GIVEN DATA:
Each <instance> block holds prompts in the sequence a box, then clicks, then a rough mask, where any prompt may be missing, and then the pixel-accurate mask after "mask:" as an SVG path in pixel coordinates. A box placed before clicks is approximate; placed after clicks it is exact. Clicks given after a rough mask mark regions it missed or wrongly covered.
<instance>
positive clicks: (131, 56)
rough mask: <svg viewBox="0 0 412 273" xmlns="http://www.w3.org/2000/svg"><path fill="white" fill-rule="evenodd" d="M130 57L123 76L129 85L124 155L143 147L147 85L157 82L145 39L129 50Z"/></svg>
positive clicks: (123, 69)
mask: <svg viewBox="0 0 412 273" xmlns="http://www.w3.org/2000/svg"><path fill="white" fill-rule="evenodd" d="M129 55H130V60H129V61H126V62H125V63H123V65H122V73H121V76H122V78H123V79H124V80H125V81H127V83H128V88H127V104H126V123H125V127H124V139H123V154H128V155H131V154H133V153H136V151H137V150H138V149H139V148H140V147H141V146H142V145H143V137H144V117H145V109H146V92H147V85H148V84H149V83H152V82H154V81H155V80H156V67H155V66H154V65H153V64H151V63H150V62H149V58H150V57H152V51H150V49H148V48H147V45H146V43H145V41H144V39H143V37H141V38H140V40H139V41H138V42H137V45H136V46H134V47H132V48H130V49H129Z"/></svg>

PROBLEM DESCRIPTION: Line by line, copy the data above exactly as it reads.

SOLUTION TO THIS PROBLEM:
Each <instance> block holds prompts in the sequence a box, then clicks, then a rough mask, where any prompt may be missing, and then the pixel-accurate mask after "mask:" as an SVG path in pixel coordinates. A box placed before clicks is approximate; placed after clicks it is exact. Clicks given after a rough mask mark regions it missed or wrongly covered.
<instance>
positive clicks: (131, 56)
rough mask: <svg viewBox="0 0 412 273" xmlns="http://www.w3.org/2000/svg"><path fill="white" fill-rule="evenodd" d="M130 57L123 76L129 85L124 155L143 147L147 85L157 82L145 39L129 50Z"/></svg>
positive clicks: (123, 69)
mask: <svg viewBox="0 0 412 273" xmlns="http://www.w3.org/2000/svg"><path fill="white" fill-rule="evenodd" d="M129 55H130V60H129V61H126V62H125V63H123V65H122V73H121V76H122V78H123V79H124V80H125V81H127V83H128V88H127V104H126V123H125V127H124V139H123V154H128V155H131V154H133V153H136V151H137V150H138V149H139V148H140V147H141V146H142V145H143V137H144V117H145V109H146V92H147V85H148V84H149V83H152V82H154V81H155V80H156V67H155V66H154V65H153V64H151V63H150V62H149V58H150V57H152V51H150V49H148V48H147V45H146V43H145V41H144V39H143V37H141V38H140V40H139V41H138V42H137V45H136V46H134V47H132V48H130V49H129Z"/></svg>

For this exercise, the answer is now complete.